(SUPPLIED RECORDS):
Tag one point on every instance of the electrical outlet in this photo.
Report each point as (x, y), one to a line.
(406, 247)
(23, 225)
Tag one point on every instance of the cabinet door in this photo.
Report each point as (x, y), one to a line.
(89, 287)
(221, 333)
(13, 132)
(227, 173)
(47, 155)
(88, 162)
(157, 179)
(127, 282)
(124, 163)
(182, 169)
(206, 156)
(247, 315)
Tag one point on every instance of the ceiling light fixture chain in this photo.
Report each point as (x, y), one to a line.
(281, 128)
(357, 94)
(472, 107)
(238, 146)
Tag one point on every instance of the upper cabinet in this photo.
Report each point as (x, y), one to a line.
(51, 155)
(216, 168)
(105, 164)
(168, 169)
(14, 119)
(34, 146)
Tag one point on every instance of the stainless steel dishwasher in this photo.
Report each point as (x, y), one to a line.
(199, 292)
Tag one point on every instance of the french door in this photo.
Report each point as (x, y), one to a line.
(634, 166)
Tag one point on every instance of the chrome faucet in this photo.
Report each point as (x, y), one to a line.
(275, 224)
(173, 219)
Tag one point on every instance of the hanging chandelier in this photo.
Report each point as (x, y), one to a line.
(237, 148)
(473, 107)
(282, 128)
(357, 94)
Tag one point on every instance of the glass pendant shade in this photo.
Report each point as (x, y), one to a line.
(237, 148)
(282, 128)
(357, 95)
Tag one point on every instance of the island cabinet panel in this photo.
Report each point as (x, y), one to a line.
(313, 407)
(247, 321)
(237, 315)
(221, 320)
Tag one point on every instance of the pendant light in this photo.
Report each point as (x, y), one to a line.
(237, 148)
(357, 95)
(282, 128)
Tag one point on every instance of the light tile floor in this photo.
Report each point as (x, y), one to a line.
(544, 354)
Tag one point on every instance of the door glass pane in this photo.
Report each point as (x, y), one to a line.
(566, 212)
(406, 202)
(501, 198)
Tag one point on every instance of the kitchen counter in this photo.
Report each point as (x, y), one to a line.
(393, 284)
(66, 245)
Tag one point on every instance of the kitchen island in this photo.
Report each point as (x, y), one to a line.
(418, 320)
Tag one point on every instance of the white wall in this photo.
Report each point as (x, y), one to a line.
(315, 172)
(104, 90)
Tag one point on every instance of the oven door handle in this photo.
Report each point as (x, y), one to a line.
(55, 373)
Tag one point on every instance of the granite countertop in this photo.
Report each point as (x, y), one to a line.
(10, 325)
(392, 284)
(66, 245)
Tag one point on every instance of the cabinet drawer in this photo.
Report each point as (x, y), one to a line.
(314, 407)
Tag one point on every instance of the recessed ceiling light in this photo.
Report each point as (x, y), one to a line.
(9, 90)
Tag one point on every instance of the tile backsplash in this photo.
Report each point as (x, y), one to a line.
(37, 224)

(EXERCISE DETAILS): Copy all of the lines above, replacing each "Tag" with "Mark" and leaving everything else unchanged.

(CORRECT ANSWER):
Mark one point on every instance of the electrical outlet in this photo.
Report each point as (x, y), one to a line.
(406, 247)
(23, 225)
Mark one point on every instance of the cabinet door in this photo.
Report each point as (x, y), one to a line.
(89, 287)
(221, 333)
(13, 132)
(227, 173)
(47, 155)
(88, 162)
(157, 179)
(127, 282)
(124, 163)
(182, 169)
(206, 156)
(247, 315)
Mark one point on every instance of the ceiling light fixture chain in this photo.
Report each point as (x, y), one to a line.
(281, 128)
(357, 94)
(472, 107)
(238, 146)
Mark one point on every instance of the upper cabinet in this photo.
Report each point as (x, y), one to a line.
(51, 155)
(216, 168)
(105, 164)
(168, 169)
(14, 119)
(34, 146)
Mark one point on every instance of the stainless steel dishwasher in this photo.
Report each point as (x, y), one to a line.
(199, 292)
Mark one point on every instance of the french door in this photo.
Report each point as (x, y), one to a line.
(634, 166)
Mark one point on every instance of the chrome faucet in this photo.
Report each point as (x, y), one to a line.
(275, 224)
(173, 219)
Mark one point on every instance of the hanging chandelier in this photo.
Report each point as (x, y), one to a line.
(237, 148)
(473, 107)
(282, 128)
(357, 94)
Mark one point on every instance of the glass pendant shade in this photo.
Report each point as (x, y), one to a line.
(237, 148)
(282, 128)
(357, 95)
Mark one point on every instance of the island cabinet panel in this photo.
Report each point as (x, y), one to a line.
(313, 407)
(247, 321)
(237, 315)
(221, 320)
Mark one point on every instance of the pendant light in this photo.
Report each point as (x, y), one to a line.
(237, 148)
(357, 95)
(282, 128)
Mark one point on every instance of the light tile floor in this photo.
Report each point as (x, y), one to a line.
(544, 354)
Mark one point on every instance of the door glass pane in this photo.
Report each point as (x, y), one to a line.
(566, 212)
(406, 202)
(501, 198)
Mark one point on every instance of the kitchen counter in this photo.
Report each point as (x, y), one to a line.
(393, 284)
(66, 245)
Mark one point on every instance of the kitchen island in this photo.
Report each point as (x, y), one to a line.
(418, 320)
Mark one point on every instance of the white wall in this photo.
Report each point as (x, y), one to a line.
(315, 172)
(104, 90)
Mark one point on every instance of the oven door handle in this photo.
Report each point as (x, y), one to a line.
(55, 373)
Mark one point on every instance of the granite countertop in this photo.
Report each point as (x, y), one to a line.
(10, 325)
(392, 284)
(66, 245)
Mark one point on every instance of the cabinet drawer in this photo.
Report each point as (x, y), one to a line.
(314, 407)
Mark one point on every instance of the recessed ceiling light in this photo.
Report each point as (x, y), one to a line.
(9, 90)
Mark one point on every instance of the tile backsplash in this photo.
Report each point as (x, y), one to a line.
(37, 224)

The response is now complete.